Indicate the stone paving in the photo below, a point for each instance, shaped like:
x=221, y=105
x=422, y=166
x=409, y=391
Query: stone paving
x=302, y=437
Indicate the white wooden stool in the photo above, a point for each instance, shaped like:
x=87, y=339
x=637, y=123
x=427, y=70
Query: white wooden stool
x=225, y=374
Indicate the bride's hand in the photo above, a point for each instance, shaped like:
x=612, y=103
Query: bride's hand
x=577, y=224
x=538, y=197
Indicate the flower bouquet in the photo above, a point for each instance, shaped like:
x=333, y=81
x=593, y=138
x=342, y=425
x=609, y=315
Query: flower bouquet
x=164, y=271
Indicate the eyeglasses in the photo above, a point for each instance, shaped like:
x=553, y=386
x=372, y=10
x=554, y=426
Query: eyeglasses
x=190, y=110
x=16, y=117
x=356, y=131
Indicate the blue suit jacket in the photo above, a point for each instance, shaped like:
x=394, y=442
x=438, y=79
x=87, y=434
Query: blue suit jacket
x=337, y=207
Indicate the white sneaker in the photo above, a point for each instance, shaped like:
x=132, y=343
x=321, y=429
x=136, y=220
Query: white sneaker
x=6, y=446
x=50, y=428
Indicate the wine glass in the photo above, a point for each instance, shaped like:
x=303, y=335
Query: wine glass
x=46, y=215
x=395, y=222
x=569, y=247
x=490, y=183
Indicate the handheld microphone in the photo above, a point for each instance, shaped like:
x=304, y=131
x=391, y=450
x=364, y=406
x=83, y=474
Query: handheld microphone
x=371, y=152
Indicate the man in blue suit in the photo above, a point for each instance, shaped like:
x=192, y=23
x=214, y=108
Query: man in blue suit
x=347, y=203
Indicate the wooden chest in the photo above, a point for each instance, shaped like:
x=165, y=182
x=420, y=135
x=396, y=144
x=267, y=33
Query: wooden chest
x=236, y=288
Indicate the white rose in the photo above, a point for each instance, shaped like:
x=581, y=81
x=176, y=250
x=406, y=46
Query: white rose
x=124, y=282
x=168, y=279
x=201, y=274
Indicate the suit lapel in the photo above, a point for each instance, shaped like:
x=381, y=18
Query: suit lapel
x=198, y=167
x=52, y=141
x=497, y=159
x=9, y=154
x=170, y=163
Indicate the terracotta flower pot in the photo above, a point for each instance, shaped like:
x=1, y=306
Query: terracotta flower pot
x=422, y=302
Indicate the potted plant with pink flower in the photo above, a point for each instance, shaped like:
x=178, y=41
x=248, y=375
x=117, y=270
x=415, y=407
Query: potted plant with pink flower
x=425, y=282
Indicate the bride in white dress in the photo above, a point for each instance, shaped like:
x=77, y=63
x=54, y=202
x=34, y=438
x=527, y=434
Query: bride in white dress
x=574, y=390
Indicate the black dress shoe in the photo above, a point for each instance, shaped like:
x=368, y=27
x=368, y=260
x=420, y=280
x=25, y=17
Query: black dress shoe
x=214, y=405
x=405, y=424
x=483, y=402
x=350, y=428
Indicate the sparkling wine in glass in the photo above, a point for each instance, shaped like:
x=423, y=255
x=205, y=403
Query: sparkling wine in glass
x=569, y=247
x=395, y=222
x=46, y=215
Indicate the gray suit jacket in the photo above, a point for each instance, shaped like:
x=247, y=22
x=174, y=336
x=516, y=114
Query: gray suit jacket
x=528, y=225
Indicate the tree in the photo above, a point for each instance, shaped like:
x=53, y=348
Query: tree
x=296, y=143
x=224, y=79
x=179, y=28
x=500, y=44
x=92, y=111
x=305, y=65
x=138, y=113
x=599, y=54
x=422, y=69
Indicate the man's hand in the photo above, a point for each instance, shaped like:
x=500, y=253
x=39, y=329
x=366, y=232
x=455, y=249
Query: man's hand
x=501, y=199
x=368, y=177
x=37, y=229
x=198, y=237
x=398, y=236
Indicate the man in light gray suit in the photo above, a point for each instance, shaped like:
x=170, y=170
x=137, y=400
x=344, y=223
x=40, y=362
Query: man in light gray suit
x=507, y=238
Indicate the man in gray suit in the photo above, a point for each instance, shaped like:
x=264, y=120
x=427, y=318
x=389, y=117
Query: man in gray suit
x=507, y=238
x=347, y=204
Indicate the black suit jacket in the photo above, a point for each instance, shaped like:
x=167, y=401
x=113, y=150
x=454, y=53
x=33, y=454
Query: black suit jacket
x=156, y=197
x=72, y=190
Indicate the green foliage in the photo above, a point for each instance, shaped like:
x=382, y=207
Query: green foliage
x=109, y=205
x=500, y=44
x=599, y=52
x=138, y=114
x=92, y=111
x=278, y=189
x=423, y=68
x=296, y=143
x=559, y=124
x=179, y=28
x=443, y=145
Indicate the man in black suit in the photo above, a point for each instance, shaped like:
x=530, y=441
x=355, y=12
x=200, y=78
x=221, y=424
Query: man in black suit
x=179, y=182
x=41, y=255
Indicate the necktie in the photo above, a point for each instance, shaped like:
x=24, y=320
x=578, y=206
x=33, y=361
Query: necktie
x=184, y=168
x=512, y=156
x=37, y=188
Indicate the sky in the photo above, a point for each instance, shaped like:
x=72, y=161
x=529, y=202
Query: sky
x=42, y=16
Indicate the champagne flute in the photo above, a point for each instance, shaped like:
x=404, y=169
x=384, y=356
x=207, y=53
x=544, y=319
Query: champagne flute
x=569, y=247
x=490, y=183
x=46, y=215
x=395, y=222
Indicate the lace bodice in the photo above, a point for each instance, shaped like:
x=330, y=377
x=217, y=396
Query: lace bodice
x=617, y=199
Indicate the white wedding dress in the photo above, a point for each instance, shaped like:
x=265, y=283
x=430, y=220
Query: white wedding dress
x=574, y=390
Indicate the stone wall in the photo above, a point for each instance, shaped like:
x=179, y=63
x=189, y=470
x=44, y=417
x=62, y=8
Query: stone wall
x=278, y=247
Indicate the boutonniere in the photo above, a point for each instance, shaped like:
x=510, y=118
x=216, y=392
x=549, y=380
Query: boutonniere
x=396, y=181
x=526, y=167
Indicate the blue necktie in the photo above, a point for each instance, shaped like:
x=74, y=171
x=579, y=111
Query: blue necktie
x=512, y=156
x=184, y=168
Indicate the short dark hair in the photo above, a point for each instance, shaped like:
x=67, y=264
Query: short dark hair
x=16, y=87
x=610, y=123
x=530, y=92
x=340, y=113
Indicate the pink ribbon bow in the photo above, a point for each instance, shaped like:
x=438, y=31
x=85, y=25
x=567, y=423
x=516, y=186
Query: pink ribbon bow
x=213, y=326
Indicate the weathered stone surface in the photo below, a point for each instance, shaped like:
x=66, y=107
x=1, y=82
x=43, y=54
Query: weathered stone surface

Exercise details: Only lines holding the word "surface" are wanted; list them all from the material.

Finished task:
Indicate the weathered stone surface in the photo below, a point for each instance, shaped like:
Query: weathered stone surface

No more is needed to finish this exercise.